Für viele kam es zu spät. Ab 1941/42 organisierten die Nazis den
industriell betriebenen Völkermord an den europäischen Juden. Bis 1939
hatten die Nazibehörden Juden schikaniert und ausgeplündert, teils aber
noch ausreisen lassen. Doch oft war das Problem, ein Visum eines
Aufnahmelands vorweisen zu können. 1939 kam man kaum mehr heraus. Im
Oktober 1941 verhängte die NS-Führung ein generelles Ausreiseverbot für
Juden.
## Zweite Schlacht von El Alamein
1940 hatten Bomber der Achsenmächte Ziele in Palästina, in Haifa und Tel
Aviv/Jaffa, bombardiert. Im Sommer 1941 besetzte die Wehrmacht Griechenland
und seine Inseln im Mittelmeer. Am 23.Juli 1944 trieben die Deutschen – man
befand sich bereits an allen Fronten auf dem Rückzug – die Juden von Rhodos
und Kos zusammen. Etwa 1.800 Menschen wurden nach Athen verschleppt und von
dort am 3.August 1944 mit Viehwaggons per Bahn in das Vernichtungslager
Auschwitz-Birkenau transportiert.

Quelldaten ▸

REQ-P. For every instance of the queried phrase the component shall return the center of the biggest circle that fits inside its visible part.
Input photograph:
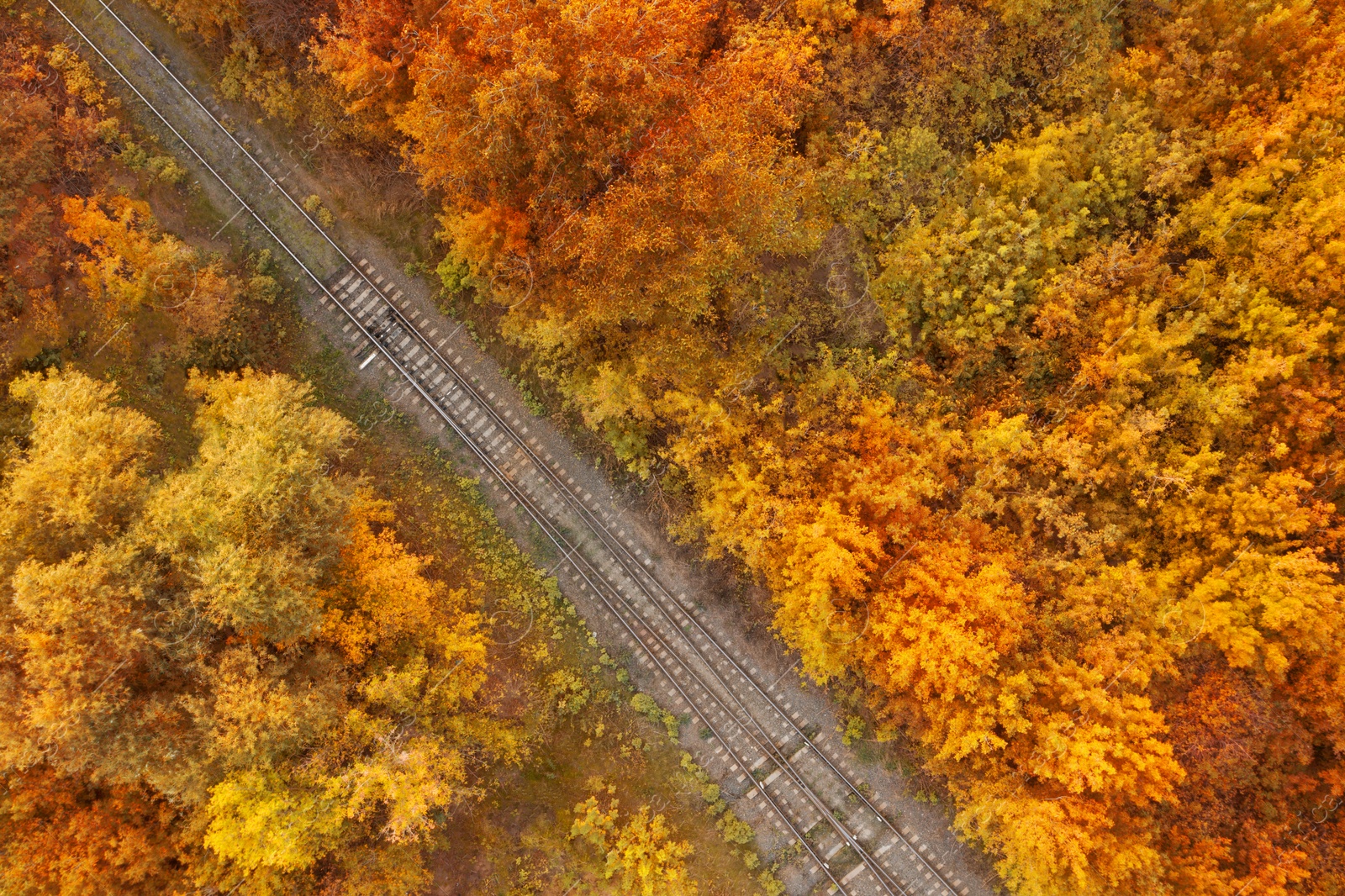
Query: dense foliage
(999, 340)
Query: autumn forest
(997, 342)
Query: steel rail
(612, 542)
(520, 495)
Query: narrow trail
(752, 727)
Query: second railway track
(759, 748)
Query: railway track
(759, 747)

...

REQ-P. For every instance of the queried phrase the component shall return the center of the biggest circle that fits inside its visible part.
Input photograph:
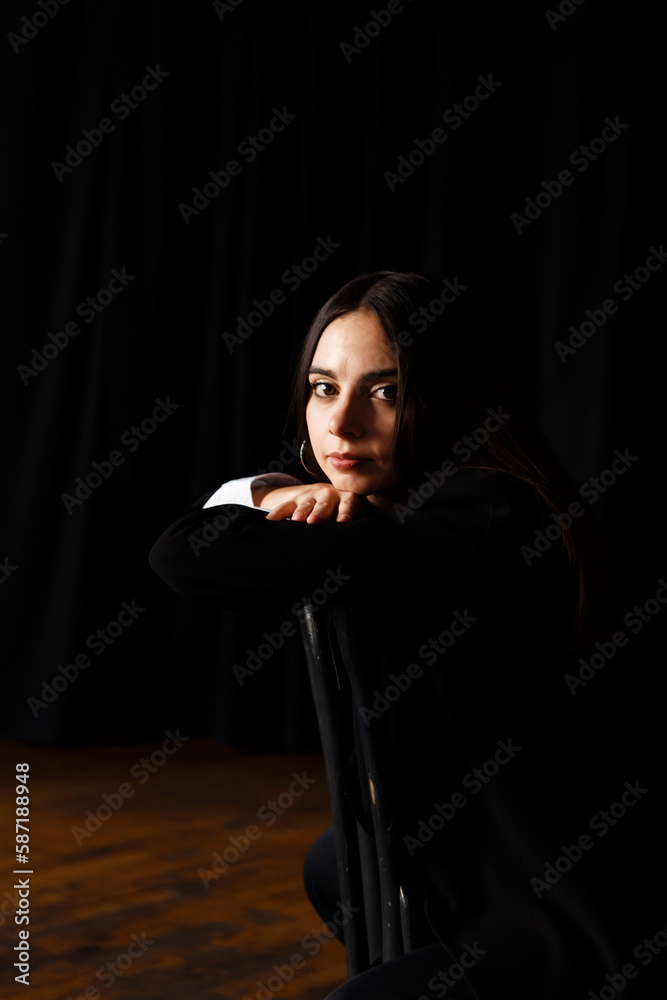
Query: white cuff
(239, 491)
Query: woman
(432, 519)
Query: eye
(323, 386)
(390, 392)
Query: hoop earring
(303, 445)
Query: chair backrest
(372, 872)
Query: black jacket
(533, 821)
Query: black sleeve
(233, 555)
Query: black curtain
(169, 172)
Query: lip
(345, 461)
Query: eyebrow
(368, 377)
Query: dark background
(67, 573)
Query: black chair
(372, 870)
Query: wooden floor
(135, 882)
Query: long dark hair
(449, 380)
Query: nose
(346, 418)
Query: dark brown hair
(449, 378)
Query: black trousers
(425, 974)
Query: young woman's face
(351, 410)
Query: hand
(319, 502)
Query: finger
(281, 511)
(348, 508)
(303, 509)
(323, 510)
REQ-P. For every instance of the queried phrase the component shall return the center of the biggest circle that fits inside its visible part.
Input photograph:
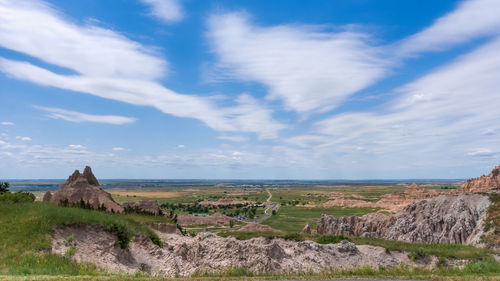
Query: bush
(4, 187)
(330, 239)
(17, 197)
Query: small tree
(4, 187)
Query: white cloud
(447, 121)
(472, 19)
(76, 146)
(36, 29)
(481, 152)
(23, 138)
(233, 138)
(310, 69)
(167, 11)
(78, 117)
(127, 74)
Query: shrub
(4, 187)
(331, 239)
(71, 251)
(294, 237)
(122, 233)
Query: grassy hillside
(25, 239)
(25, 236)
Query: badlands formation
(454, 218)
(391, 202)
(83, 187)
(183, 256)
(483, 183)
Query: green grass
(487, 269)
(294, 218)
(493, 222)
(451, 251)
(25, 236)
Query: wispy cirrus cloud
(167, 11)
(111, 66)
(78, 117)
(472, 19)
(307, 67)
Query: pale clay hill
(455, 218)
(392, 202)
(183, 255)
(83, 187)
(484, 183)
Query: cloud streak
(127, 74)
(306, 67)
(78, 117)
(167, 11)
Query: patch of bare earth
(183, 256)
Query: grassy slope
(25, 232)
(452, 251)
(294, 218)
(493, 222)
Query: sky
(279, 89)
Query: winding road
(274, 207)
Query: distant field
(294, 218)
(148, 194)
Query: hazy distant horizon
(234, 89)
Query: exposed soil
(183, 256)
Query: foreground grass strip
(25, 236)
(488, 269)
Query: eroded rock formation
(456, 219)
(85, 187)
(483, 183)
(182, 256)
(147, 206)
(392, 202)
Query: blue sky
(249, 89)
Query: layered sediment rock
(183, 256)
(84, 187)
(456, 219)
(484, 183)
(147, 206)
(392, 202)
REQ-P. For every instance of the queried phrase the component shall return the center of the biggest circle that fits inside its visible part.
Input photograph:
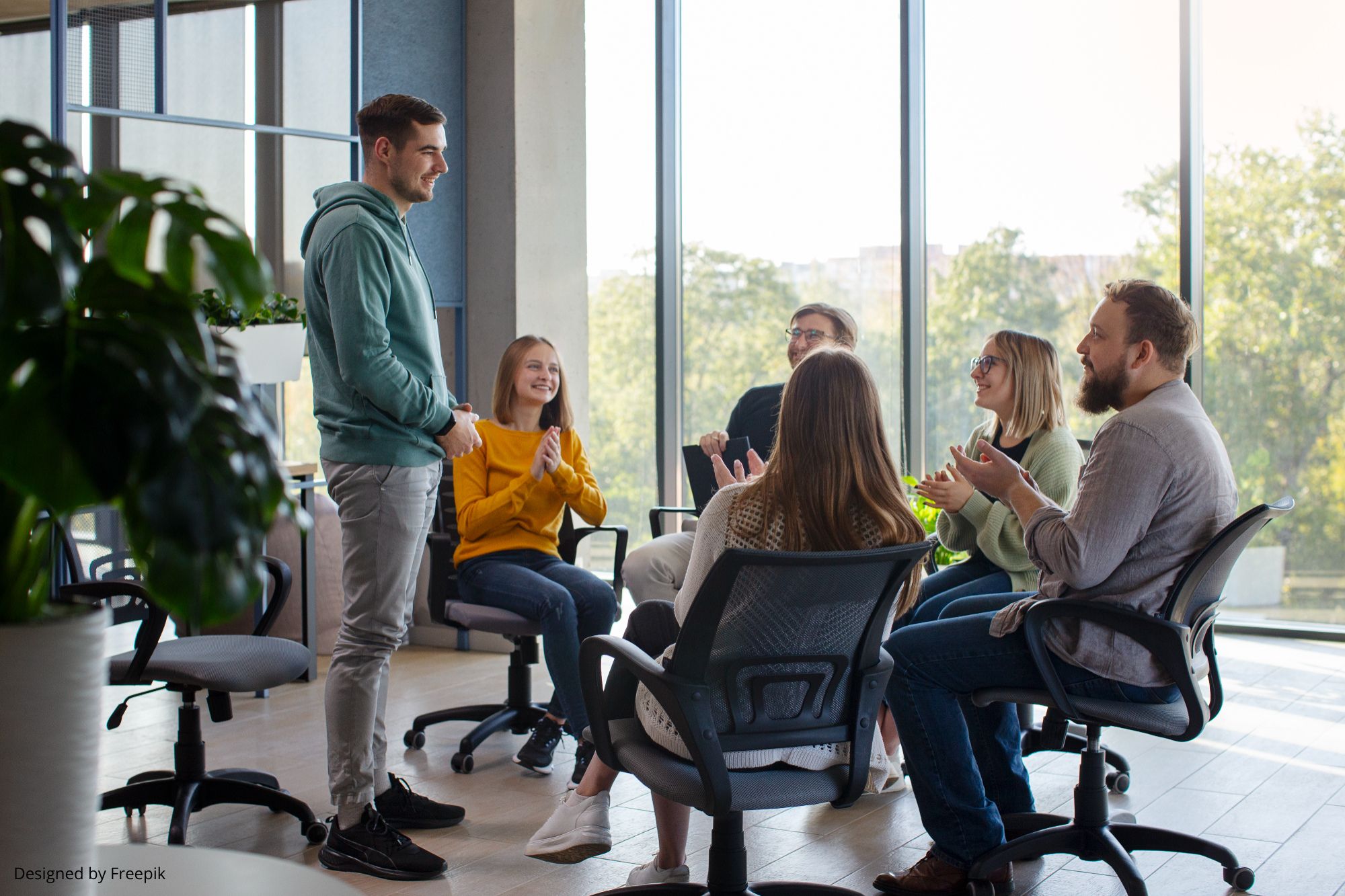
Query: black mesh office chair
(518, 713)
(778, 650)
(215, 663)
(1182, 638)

AUFGABEN ▸
A. Schreibe aus dem Textauszug über die Verfolgung der Juden den Abschnitt ab, der mit den Worten "## Zweite Schlacht" beginnt und mit "Auschwitz-Birkenau transportiert." endet.
B. Beantworte anhand des Textauszugs über die Verfolgung der Juden diese Fragen:
(i) Wann verhängte die NS-Führung ein generelles Ausreiseverbot für Juden?
(ii) Welche Ziele in Palästina bombardierten Bomber der Achsenmächte 1940?
(iii) In welches Lager wurden die nach Athen verschleppten Menschen am 3. August 1944 transportiert?
C. Führe den Textauszug über die Verfolgung der Juden im Anschluss an seinen letzten Satz weiter.

ANTWORTEN JE AUFGABE ▸
A.
## Zweite Schlacht von El Alamein
1940 hatten Bomber der Achsenmächte Ziele in Palästina, in Haifa und Tel
Aviv/Jaffa, bombardiert. Im Sommer 1941 besetzte die Wehrmacht Griechenland
und seine Inseln im Mittelmeer. Am 23.Juli 1944 trieben die Deutschen – man
befand sich bereits an allen Fronten auf dem Rückzug – die Juden von Rhodos
und Kos zusammen. Etwa 1.800 Menschen wurden nach Athen verschleppt und von
dort am 3.August 1944 mit Viehwaggons per Bahn in das Vernichtungslager
Auschwitz-Birkenau transportiert.

B.
(i) Im Oktober 1941.
(ii) Ziele in Haifa und Tel Aviv/Jaffa.
(iii) In das Vernichtungslager Auschwitz-Birkenau.

C.
In der Zweiten Schlacht von El Alamein kämpften aufseiten der Alliierten
195.000 Soldaten. Sie standen Ende Oktober 1942 einer faschistischen Armee
von etwa 100.000 Mann gegenüber. Unter britischen Kommando kämpften
Australier, Neuseeländer, Inder, Exilverbände der Griechen, Polen,
Franzosen – und Juden und Araber des Palästina-Regiments.
In den nationalen Verbänden der Alliierten kämpften überdies viele Juden.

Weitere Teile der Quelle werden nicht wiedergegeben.